> PROBLEM STATEMENT: Return each line of the data below that contains the string "cupcake". Matching is case-sensitive.

● ● ●

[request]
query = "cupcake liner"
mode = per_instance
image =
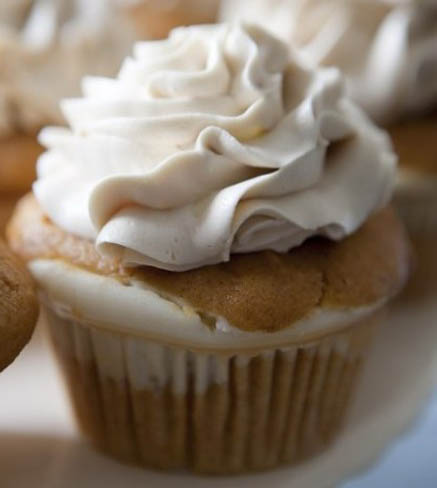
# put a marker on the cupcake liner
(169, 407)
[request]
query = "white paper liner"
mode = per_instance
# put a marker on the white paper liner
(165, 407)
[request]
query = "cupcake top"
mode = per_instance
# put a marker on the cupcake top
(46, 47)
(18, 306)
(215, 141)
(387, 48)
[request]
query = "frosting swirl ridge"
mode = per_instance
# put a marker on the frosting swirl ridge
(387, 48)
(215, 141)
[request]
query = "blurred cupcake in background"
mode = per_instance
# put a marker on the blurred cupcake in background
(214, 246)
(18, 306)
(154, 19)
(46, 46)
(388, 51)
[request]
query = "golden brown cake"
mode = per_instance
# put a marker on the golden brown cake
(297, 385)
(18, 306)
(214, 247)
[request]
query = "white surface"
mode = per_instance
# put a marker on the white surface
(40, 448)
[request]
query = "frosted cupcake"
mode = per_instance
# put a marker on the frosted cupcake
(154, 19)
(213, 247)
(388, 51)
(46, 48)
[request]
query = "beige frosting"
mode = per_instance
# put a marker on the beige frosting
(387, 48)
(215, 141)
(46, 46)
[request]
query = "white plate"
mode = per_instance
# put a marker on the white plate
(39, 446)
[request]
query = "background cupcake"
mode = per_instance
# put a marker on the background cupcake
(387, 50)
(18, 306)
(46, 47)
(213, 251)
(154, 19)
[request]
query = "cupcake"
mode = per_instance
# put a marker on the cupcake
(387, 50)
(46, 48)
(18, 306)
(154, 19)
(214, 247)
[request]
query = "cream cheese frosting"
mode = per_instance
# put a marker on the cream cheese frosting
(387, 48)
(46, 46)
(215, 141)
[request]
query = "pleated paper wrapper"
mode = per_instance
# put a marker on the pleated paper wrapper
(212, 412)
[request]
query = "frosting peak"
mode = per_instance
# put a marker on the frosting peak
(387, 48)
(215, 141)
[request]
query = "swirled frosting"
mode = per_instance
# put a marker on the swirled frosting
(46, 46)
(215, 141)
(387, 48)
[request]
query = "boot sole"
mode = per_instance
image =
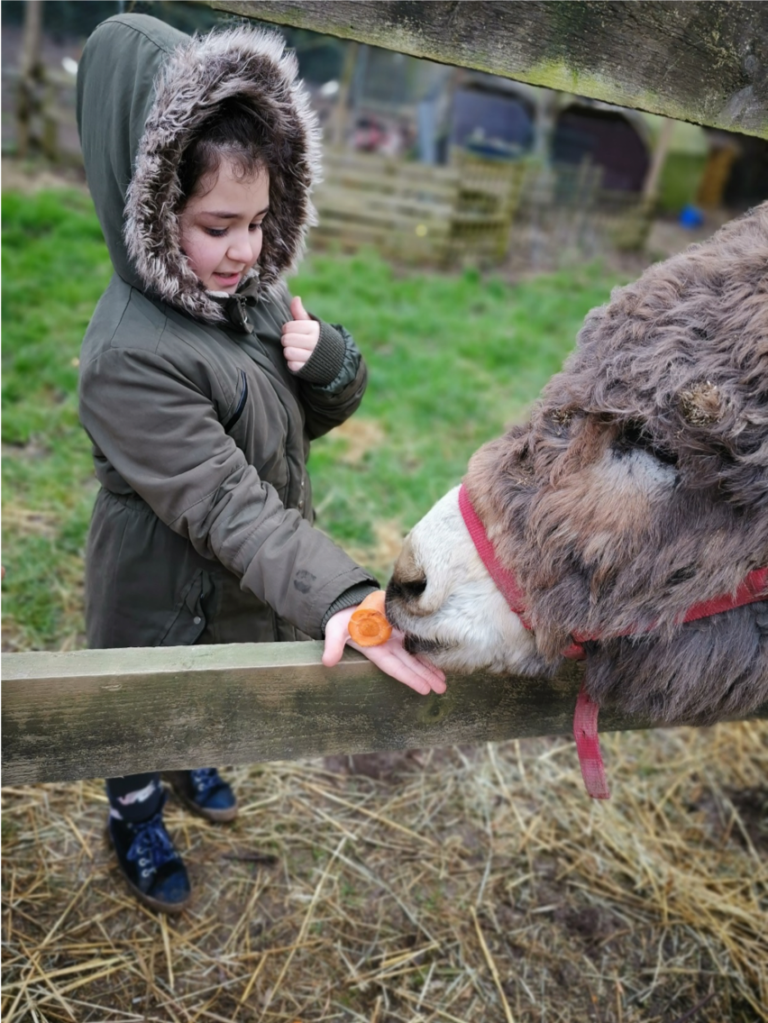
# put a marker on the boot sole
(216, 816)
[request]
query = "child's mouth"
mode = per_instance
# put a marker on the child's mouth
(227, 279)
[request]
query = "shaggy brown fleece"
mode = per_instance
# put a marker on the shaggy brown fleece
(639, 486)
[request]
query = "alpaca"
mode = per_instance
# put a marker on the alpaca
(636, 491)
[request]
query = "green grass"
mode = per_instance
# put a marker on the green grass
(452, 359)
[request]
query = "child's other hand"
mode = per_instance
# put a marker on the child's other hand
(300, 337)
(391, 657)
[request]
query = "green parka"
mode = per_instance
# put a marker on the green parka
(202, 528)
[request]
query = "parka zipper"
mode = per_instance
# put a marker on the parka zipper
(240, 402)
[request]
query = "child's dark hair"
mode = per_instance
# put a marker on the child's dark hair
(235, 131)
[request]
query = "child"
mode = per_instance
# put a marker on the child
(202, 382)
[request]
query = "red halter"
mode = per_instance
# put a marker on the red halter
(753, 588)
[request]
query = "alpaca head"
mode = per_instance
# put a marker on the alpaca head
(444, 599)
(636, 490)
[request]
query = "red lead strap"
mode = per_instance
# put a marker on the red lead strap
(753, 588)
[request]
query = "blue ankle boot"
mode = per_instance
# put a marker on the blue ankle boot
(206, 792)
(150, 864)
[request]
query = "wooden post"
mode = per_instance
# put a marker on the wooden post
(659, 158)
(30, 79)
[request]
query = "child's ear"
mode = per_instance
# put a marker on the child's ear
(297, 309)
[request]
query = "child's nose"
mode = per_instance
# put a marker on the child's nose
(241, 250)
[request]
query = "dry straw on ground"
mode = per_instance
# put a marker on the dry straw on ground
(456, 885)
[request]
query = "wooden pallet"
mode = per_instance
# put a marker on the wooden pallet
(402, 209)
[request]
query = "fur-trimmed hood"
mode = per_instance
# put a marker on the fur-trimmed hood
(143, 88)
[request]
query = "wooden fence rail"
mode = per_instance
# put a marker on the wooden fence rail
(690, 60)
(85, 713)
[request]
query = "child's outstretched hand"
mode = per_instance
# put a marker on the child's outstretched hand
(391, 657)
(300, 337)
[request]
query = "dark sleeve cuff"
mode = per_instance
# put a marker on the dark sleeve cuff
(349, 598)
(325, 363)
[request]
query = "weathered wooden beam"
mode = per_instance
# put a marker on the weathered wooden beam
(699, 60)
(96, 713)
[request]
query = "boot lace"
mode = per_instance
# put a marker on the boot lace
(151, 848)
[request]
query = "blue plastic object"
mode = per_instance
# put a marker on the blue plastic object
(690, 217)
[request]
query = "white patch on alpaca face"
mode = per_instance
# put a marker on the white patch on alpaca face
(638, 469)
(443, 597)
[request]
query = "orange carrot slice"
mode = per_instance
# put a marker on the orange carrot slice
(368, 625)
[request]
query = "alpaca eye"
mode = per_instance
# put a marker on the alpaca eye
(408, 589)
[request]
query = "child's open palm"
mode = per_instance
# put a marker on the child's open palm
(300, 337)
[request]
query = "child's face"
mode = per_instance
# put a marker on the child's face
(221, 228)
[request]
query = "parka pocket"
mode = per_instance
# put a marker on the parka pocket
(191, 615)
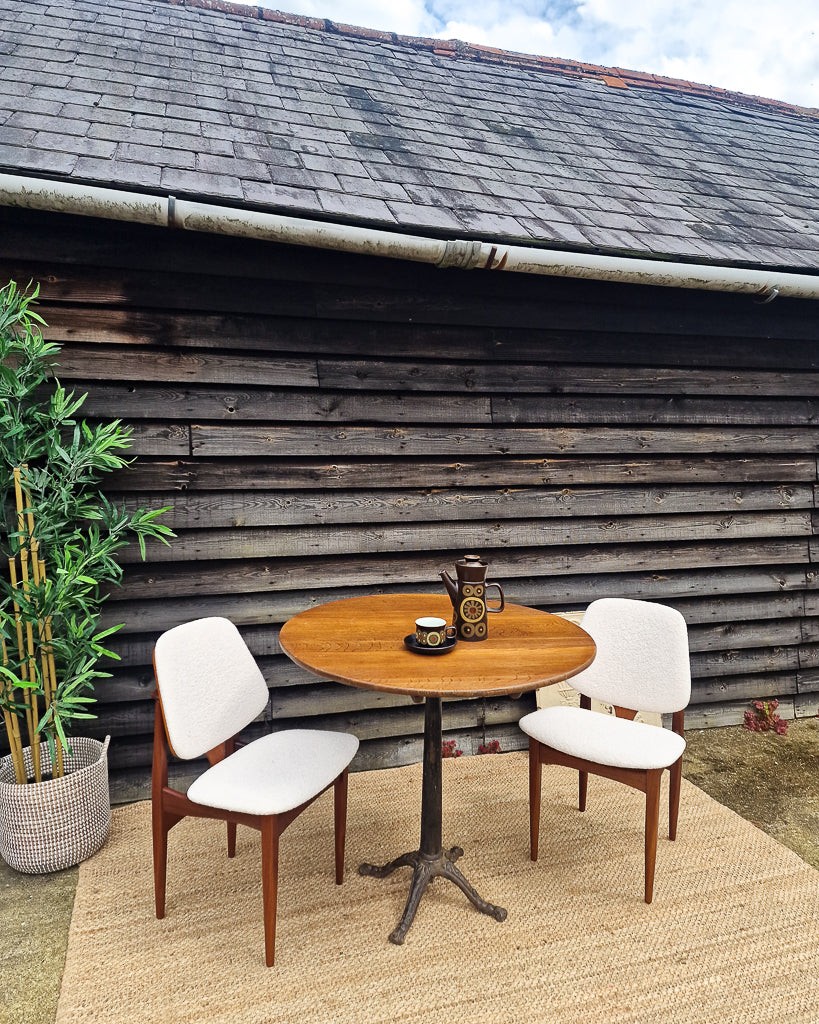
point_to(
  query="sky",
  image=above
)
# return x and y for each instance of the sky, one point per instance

● ● ●

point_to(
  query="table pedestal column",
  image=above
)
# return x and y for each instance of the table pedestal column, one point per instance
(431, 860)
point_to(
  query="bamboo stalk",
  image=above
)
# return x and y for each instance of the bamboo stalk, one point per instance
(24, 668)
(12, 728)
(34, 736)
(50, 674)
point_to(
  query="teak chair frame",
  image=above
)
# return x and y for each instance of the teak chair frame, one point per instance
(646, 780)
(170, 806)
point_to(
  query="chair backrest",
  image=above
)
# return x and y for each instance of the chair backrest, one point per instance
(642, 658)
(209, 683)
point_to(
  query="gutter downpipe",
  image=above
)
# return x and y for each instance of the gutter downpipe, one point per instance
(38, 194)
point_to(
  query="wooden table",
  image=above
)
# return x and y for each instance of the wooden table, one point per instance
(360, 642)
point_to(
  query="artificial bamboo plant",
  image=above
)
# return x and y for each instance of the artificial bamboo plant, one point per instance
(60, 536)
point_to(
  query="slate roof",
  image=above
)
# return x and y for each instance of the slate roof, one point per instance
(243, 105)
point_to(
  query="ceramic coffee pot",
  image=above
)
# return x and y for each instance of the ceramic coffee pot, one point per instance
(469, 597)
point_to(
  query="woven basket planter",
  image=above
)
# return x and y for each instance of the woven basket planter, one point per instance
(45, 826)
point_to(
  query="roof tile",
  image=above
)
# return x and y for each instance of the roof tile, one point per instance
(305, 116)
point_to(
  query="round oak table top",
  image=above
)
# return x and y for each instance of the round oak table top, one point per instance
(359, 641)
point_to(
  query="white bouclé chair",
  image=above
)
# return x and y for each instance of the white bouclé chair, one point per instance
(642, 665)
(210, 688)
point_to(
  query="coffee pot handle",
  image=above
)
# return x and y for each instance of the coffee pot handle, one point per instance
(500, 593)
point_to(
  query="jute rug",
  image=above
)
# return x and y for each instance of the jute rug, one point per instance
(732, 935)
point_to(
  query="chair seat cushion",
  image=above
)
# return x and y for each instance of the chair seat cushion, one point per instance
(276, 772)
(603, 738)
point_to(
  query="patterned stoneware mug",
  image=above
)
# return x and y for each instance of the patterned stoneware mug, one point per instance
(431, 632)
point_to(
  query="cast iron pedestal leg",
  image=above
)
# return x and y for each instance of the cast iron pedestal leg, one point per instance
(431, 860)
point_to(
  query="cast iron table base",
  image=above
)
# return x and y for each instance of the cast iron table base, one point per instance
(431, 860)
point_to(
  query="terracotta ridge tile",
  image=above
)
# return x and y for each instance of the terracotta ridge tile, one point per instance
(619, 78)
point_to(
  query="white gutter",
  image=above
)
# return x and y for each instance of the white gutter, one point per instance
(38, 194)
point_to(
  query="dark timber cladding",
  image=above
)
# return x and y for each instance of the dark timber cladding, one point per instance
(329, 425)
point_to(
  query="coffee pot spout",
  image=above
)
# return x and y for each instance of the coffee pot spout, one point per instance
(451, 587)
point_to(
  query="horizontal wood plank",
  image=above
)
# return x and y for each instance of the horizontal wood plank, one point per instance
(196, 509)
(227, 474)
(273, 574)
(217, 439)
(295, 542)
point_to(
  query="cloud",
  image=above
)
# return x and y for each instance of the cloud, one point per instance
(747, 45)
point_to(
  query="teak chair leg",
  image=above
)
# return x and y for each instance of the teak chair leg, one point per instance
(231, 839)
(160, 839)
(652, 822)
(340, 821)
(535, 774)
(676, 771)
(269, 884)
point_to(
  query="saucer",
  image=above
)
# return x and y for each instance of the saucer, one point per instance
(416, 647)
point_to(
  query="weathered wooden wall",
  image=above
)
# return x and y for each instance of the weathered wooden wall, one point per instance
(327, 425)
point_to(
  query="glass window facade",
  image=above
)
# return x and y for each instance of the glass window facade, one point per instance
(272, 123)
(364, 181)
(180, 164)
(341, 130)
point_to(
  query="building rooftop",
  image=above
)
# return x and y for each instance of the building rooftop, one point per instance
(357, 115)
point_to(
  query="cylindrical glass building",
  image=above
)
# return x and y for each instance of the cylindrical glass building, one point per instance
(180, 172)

● ● ●

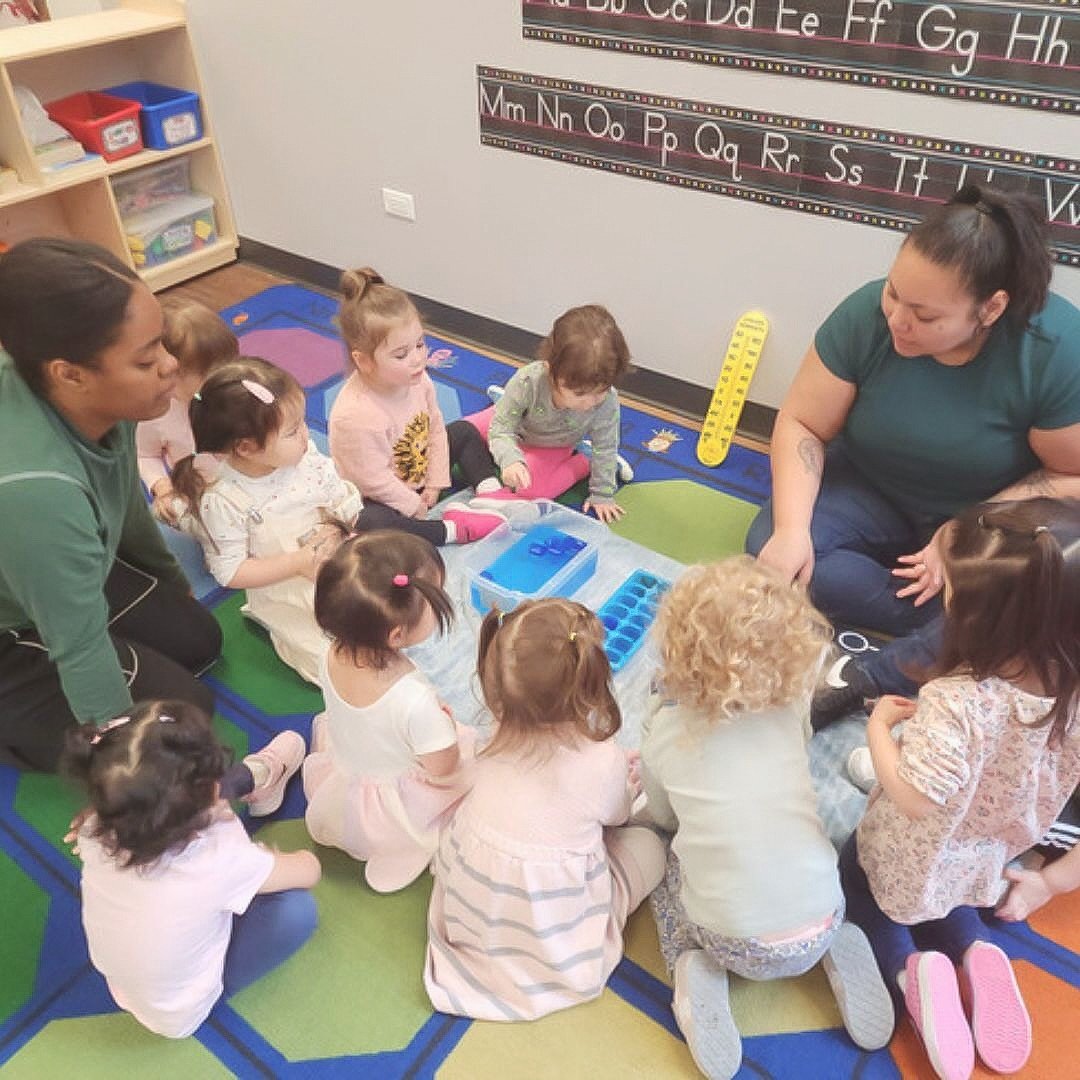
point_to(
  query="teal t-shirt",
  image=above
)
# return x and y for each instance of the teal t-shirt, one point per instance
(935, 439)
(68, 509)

● ● ●

> SOLUTION:
query = "cupcake liner"
# put a marker on the cupcake liner
query = "cupcake top"
# put a marker on the cupcake top
query = "blurred cupcake in background"
# put a marker on the blurred cupcake in background
query = "frosted cupcake"
# put a marker on the frosted cupcake
query = "background cupcake"
# put a marker on the background cupcake
query = "cupcake"
# put a marker on the cupcake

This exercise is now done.